What you are asked to do
Take the line containing "Can you find the blonde" and every line after it in the data below, and print them exactly as given, with nothing else.
● ● ● ● ●
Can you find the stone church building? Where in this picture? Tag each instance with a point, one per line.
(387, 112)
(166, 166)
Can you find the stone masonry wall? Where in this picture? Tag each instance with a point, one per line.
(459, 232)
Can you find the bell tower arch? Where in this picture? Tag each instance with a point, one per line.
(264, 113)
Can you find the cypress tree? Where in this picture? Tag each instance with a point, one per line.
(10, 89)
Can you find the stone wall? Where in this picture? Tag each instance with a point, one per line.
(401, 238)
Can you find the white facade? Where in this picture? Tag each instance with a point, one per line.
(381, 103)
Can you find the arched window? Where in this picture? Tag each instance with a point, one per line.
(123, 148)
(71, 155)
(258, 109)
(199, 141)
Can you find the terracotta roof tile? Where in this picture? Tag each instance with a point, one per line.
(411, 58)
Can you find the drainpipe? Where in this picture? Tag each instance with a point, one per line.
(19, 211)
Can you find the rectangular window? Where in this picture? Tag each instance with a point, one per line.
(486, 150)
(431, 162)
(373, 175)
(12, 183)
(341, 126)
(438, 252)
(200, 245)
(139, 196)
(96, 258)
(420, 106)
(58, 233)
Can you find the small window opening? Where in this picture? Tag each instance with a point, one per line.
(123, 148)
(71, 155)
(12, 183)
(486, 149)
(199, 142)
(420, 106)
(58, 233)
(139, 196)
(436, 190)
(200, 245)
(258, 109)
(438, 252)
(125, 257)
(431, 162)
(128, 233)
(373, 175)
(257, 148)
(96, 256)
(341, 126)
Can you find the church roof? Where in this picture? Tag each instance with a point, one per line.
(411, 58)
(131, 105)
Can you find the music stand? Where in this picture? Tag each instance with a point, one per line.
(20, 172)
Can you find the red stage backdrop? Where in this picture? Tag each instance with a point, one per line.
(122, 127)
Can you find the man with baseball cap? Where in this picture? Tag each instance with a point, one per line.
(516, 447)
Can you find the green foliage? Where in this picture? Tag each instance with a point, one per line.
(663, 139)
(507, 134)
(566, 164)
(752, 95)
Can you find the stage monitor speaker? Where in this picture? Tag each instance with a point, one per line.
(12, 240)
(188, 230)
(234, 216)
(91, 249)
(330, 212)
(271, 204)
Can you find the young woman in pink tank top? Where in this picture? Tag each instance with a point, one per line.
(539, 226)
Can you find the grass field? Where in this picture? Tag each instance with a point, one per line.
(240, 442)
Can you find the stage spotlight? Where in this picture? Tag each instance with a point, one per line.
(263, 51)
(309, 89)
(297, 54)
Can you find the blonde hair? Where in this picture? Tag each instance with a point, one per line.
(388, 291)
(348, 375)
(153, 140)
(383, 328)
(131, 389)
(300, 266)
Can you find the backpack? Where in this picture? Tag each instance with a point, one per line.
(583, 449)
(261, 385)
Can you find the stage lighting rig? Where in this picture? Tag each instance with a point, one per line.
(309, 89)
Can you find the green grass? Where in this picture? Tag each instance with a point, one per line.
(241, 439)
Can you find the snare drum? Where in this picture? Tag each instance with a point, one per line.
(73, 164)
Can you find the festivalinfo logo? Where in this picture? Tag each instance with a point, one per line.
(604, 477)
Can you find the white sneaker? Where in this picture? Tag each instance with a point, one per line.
● ● ● ● ●
Complete response
Can you find the blonde hair? Where in this picture? Tag each instance with a point, one per line.
(388, 291)
(348, 375)
(153, 140)
(383, 328)
(131, 389)
(300, 266)
Can you find the backpack? Where in this picture? Tag each instance with a point, one per line.
(583, 449)
(261, 385)
Can you find the stage lighting rig? Where in this picture? Tag each instance with a point, one per line.
(309, 89)
Can you find the green grass? Where in this picture? Tag each instance with a point, one per line.
(241, 439)
Can you find the snare drum? Where in this picture? Tag each instance with a point, one per line.
(73, 164)
Can you find the festivalinfo logo? Where in this picture? Tag each instance with a point, one per line.
(604, 477)
Can you find the white sneaker? Where in this picture? Tag each instance with a point, one per line.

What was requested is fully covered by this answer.